— AIM OF THE EXERCISE —
Since the pictures are not wanted, retype the listing below exactly and without them.

— DATA EXTRACTS —
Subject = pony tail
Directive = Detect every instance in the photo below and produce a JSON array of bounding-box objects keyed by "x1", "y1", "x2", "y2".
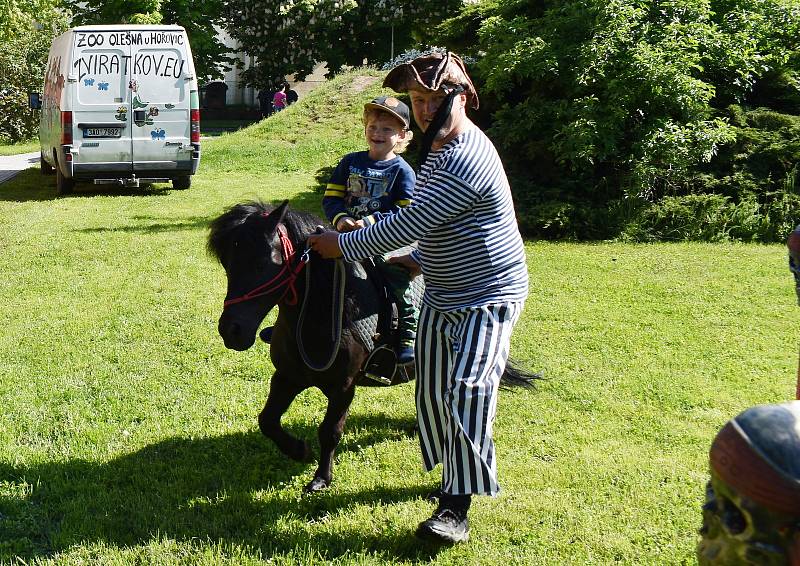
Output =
[{"x1": 500, "y1": 358, "x2": 542, "y2": 390}]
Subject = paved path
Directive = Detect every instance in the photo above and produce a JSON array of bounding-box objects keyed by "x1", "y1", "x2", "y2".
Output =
[{"x1": 0, "y1": 152, "x2": 40, "y2": 184}]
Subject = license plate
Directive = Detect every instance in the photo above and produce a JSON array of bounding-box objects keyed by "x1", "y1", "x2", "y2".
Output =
[{"x1": 83, "y1": 128, "x2": 122, "y2": 138}]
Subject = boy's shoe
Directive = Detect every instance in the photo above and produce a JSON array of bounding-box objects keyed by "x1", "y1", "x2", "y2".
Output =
[
  {"x1": 397, "y1": 342, "x2": 415, "y2": 366},
  {"x1": 415, "y1": 495, "x2": 471, "y2": 544},
  {"x1": 259, "y1": 326, "x2": 273, "y2": 343}
]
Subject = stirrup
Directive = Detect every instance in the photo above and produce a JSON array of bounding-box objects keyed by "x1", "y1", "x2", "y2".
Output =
[
  {"x1": 363, "y1": 371, "x2": 393, "y2": 386},
  {"x1": 361, "y1": 344, "x2": 397, "y2": 385}
]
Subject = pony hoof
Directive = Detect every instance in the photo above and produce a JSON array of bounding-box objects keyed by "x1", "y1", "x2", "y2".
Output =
[{"x1": 303, "y1": 477, "x2": 330, "y2": 494}]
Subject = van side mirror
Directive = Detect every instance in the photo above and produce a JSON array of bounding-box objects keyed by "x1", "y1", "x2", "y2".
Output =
[{"x1": 29, "y1": 92, "x2": 42, "y2": 110}]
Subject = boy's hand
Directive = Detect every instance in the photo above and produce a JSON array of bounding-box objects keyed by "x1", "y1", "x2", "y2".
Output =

— OUTPUT OF THE EXERCISE —
Subject = pony tail
Directive = Detect every instance in the photo below and produce a JSON array of bounding-box objects keyed by "x1", "y1", "x2", "y2".
Output =
[{"x1": 500, "y1": 358, "x2": 542, "y2": 390}]
Subject = paved path
Directive = Detect every instance in the photo above and produce a JSON array of bounding-box objects keyed by "x1", "y1", "x2", "y2".
Output =
[{"x1": 0, "y1": 152, "x2": 40, "y2": 184}]
Subject = license plate
Directive = Detect every instance in the photo above and produce a JSON array of bounding-box objects keyed by "x1", "y1", "x2", "y2".
Output =
[{"x1": 83, "y1": 128, "x2": 122, "y2": 138}]
Subject = boy's shoe
Directive = Detect every instance in the photo above and produce a JSON array of bounding-box objects keyed by "x1", "y1", "x2", "y2".
Output =
[
  {"x1": 397, "y1": 342, "x2": 415, "y2": 366},
  {"x1": 415, "y1": 495, "x2": 471, "y2": 544},
  {"x1": 259, "y1": 326, "x2": 273, "y2": 343}
]
Subject = stirrup
Directive = Detect every instance in the photo above and produce a JSON array of bounding-box objects keyed by "x1", "y1", "x2", "y2".
Output =
[
  {"x1": 363, "y1": 371, "x2": 393, "y2": 386},
  {"x1": 361, "y1": 344, "x2": 397, "y2": 385}
]
Subject = pony hoof
Directive = Detect every instance in the photo above and produce a JSON array of bounding-box objects keyed by "x1", "y1", "x2", "y2".
Output =
[{"x1": 303, "y1": 477, "x2": 330, "y2": 494}]
Subject = van side mirror
Directive = Detect every instance in the photo above and produce a JSON array of bounding-box objects keyed by "x1", "y1", "x2", "y2".
Output =
[{"x1": 29, "y1": 92, "x2": 42, "y2": 110}]
Subject = boy's hand
Directive = Detect every instance in the photo above and produce a JSON array of bounding-box objects keyed by "x1", "y1", "x2", "y2".
Output =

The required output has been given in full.